(Beginning of Entries provided)

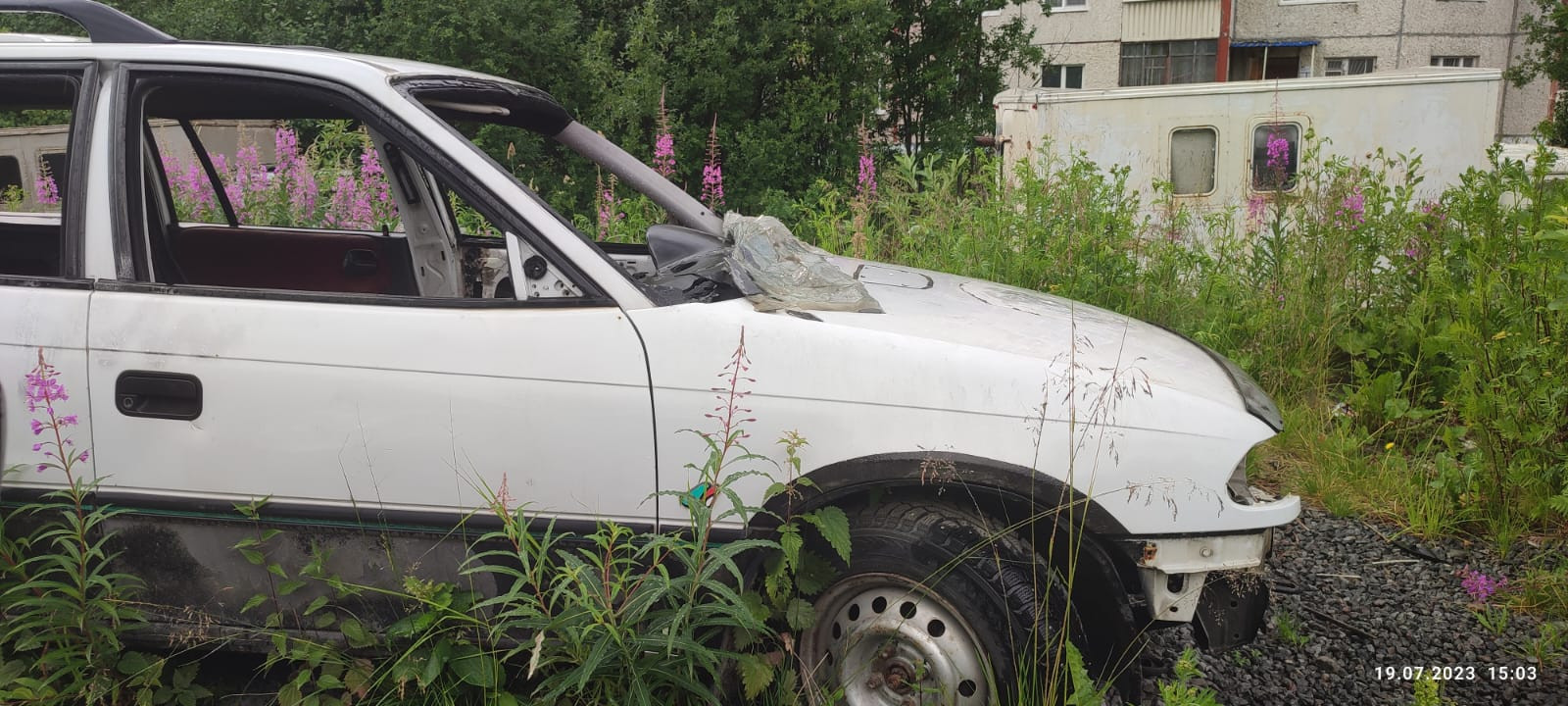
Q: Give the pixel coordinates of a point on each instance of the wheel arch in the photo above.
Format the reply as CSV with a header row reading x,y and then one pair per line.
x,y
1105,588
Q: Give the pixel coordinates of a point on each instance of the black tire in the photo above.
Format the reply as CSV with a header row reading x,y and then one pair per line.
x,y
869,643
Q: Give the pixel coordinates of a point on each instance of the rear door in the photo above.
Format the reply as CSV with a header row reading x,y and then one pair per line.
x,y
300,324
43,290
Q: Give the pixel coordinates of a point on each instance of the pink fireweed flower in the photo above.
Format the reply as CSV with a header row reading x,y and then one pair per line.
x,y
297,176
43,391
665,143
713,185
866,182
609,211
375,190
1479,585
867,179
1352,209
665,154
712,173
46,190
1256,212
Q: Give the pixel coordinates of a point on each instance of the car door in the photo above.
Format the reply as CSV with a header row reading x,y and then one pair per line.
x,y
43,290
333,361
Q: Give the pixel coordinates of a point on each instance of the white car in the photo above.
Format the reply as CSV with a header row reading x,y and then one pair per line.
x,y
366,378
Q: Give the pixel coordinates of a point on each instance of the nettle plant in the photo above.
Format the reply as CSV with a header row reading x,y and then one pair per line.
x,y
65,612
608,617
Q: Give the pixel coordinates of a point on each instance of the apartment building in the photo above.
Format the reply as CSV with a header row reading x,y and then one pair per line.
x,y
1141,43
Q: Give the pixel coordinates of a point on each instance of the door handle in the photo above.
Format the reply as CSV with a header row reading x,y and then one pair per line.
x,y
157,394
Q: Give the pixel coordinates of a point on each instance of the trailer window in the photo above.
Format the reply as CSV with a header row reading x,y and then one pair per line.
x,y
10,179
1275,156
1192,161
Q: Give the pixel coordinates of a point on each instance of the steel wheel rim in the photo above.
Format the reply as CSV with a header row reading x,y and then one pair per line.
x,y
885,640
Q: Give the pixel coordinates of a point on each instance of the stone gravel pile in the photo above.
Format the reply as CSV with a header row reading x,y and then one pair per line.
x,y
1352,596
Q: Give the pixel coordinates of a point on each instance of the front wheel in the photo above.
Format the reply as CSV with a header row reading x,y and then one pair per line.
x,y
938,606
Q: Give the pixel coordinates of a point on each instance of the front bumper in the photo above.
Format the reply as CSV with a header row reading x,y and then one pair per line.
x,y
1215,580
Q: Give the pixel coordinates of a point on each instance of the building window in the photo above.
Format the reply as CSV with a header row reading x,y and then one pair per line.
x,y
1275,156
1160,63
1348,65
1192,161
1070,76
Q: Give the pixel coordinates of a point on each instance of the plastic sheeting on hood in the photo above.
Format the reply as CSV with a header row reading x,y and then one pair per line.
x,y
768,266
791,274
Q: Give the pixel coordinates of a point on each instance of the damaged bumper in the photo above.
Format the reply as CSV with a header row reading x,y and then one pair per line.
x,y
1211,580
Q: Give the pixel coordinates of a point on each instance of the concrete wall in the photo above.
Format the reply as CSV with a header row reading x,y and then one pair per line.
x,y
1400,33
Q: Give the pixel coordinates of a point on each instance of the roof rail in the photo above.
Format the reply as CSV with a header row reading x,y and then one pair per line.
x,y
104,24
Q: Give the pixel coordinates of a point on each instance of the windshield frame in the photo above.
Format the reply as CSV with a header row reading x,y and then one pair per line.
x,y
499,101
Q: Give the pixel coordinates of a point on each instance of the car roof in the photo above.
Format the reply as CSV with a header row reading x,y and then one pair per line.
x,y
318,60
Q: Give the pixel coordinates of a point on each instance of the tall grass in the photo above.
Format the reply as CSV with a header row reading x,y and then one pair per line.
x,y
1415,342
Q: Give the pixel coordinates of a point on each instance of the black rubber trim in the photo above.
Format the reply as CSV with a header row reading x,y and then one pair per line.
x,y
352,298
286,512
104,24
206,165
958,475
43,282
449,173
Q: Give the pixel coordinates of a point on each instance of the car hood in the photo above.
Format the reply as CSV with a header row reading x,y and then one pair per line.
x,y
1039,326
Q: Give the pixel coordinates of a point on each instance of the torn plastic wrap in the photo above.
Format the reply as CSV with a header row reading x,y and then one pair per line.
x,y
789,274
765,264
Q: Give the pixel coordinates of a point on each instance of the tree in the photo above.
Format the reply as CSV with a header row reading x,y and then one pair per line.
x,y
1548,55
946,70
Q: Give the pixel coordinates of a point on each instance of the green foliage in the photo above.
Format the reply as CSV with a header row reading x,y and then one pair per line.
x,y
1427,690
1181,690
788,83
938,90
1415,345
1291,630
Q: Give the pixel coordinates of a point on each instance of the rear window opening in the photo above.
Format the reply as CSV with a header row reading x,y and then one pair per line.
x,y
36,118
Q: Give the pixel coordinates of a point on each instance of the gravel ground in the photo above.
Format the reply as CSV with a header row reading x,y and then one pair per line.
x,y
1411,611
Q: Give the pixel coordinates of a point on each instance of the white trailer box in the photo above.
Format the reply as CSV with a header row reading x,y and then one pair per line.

(End of Entries provided)

### What you are asked to do
Since the pictures are not wanted, set down only the rest of each record, exactly as above.

### Finished task
Q: Give the pixel coordinates of a point on each instance of the wheel arch in the photo above.
Format the reply as CSV with a header row reading x,y and then one pair per line.
x,y
1105,588
Q: Give the pixel coordinates of a point on each instance of the black tire in the photo above.
Format the reply as CSV with a header row reading x,y and then one pair per line.
x,y
869,643
Q: Give the pixel coordinates of a point on each instance of the rear door in the photo above.
Format the reply as CSV with a header row reading x,y and then one pair per line.
x,y
300,324
43,290
Q: Give the pixel coordinates of a point on each instance of the pink fireweed flower in the photo above.
Format the reply as CSV with a header row reading x,y and then one pair per line.
x,y
297,176
43,391
665,143
713,185
866,182
609,211
375,190
1479,585
867,179
1352,209
665,154
712,173
46,190
1256,212
Q: Give the pixel coordinates of a point on each instance of the car door in the photo above.
Format the reply as CSV with a header row reading x,y and then one pair per line.
x,y
43,290
333,361
Q: Give the pixel coordinates of a point on each instance of the white car in the photo above.
Format the reply as CSV with a header row reading x,y and then one pair per line.
x,y
366,378
Q: Give the pixel coordinates of a point on each instance of the nettle plant in the photo above.
Format the reply as CSV with a header row reading x,y and then one pair per line.
x,y
65,612
608,617
Q: Give the pixel coordinates of a point on each instance of the apartment building in the photo above.
Format the reply as CSV with a header row reading x,y and then one pair per line.
x,y
1141,43
Q: Give the pixel coordinates of a point on each instance of the door handle in the photo above.
Format the reply as CSV with a header row reading x,y and then one pair per line.
x,y
157,394
Q: Give the pixel coordinates of a point on each instance of the trailer window in the photo above.
Format the reply as CSV with a header row reading x,y and then one pair per line.
x,y
10,179
1275,156
1192,161
Q: Give the pixel coordinates of a point on each instance of the steel wheel rim in the photo above.
Format the reply as CSV with a header row reading x,y and then one pair per line.
x,y
885,640
Q: Give the pixel coordinates of a point on each instance of the stone gravel pile in the photo above.
Format the reply as CSV with a header row reading x,y and then one pair per line.
x,y
1352,596
Q: Give the pixel coordinates of a point on each instance of the front wheel in the photo above.
Format the reply as CSV with a header row reading x,y and then one pair per line.
x,y
938,606
Q: Give the pixel coordinates of a point on each instance of the front bumper in the photo above.
Format the reply as CSV with a header row reading x,y and then one pair per line.
x,y
1215,580
Q: Give the pixel coordinates of a point on each instance of the building window in the photo above.
Format the reply as CSV with a header row reading x,y and then one pair per line.
x,y
1275,156
1160,63
1348,65
1192,161
1070,76
Q: Give the pixel coordinates of a point on each instance of the plastic sheeting on hood in the photo above.
Format the reply as CSV with a header row reading x,y and then one pair per line.
x,y
768,266
791,274
Q: Give the pixel coordinates of a point on each instance of the damaged bumper in the photo above.
Format the reply as CSV with a header row reading x,y and then one pair per line.
x,y
1211,580
Q: Give the pixel coordinates of a point on each instance of the concrete wall in the photo above.
Format the reply as CSV with a header row reading x,y and then one pair per line.
x,y
1400,33
Q: Give the pixel coordinates of a point on each instance of the roof rail in the photo above.
Format the reply as CSV with a header row reading x,y and then one pair per line.
x,y
104,24
Q: Give the pixel coordinates of a point on each instance of the windshield frame in the photo above.
Format the reply as CSV with a header row reading x,y and then one pair per line.
x,y
499,101
Q: Give the pixel coordinates of a point on each instance of the car roof in the photo above.
Format the reply as CSV with a header row reading x,y and then one pair per line.
x,y
318,60
Q: Give the pixel coordinates of a point on each instance of the tall grass in the photo above.
Format the reply as CSV with a header row reading x,y and then one pair per line.
x,y
1415,342
Q: Give the pixel coordinates of a point on each instance of the black rubber trim in the photo above.
Format the reply as CSV with a header row reading x,y and then one pair per line.
x,y
352,298
286,512
104,24
206,165
958,475
43,282
449,173
Q: Give the pixel coordinates of a point on each instance of the car hood in the photo above.
Format the reply as CSV with a header row reading x,y and then one pair per line.
x,y
1039,326
Q: Give the pixel coordinates of a point on each instance of the torn plastic wrap in the photo above.
Format the reply as CSV with a header row reading x,y and then one pair per line.
x,y
789,274
765,264
Q: Give the pixel coordinates of a point on each instance of the tree in the photo above.
Format the reply as CSV with a header row reading x,y and then one pair per line.
x,y
1548,55
946,70
Q: Give the pixel coordinates of a point on each instance of the green foliage in the photo above.
Format the reply as CSV with a header row reading x,y and then one pair per line.
x,y
1427,690
1181,690
788,83
938,90
1415,345
1291,630
Q: Give the pixel coordinates of a point on each instance of the rear window opening in the photo above.
Format the reply as CSV with a header row reading x,y and then one pair per line.
x,y
36,118
Q: Give the pixel coordinates of a point on each instance of the gravel ground in the photo above.
Format the reply as CSV with a header row reading x,y and then one pair per line.
x,y
1411,611
Q: Give the pixel coordinates of a point on each instance of the white trailer box in the photo above.
Format the reply as CSV with a header row reading x,y and then one pair per line.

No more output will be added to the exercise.